[SUPPLIED MATERIAL]:
···
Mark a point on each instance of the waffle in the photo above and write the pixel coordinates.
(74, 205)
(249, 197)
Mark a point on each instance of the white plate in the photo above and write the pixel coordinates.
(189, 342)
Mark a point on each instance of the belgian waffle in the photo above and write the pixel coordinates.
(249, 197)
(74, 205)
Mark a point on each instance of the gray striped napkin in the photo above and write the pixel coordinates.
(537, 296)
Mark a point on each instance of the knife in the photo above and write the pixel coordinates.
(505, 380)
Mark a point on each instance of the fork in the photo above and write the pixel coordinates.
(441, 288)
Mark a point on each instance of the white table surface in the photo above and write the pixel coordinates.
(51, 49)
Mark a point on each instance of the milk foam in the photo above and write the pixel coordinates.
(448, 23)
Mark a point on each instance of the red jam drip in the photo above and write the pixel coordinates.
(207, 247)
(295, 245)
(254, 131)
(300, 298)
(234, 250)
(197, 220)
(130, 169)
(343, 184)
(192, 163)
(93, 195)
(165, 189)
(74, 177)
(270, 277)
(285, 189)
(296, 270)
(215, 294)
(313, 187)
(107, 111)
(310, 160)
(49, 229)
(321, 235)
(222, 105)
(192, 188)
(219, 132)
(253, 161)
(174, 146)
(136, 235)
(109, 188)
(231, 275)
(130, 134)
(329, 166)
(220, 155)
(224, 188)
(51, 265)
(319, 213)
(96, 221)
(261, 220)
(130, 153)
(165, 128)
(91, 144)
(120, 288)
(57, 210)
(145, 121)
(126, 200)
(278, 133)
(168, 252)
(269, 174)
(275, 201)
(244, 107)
···
[WHAT YOU HAVE TO DO]:
Can you write out again every line from the one in the listing that contains "Mark a point on each instance of the red" through the end of the listing, the marking instructions included, shifting each x and y pixel coordinate in the answers up by 88?

[FULL ANSWER]:
Mark a point on each instance of the red jam drip in the photo above and write the pixel coordinates.
(295, 335)
(383, 333)
(342, 219)
(388, 386)
(322, 338)
(285, 308)
(218, 257)
(431, 272)
(280, 251)
(181, 283)
(253, 277)
(162, 265)
(358, 365)
(373, 277)
(384, 358)
(303, 382)
(401, 275)
(195, 199)
(398, 248)
(137, 317)
(409, 323)
(310, 193)
(280, 276)
(307, 220)
(341, 249)
(262, 234)
(224, 323)
(197, 276)
(319, 363)
(218, 222)
(417, 254)
(308, 243)
(312, 276)
(139, 353)
(407, 301)
(184, 309)
(349, 308)
(218, 241)
(253, 216)
(179, 232)
(208, 376)
(145, 298)
(233, 209)
(214, 288)
(366, 221)
(256, 340)
(357, 262)
(363, 289)
(332, 195)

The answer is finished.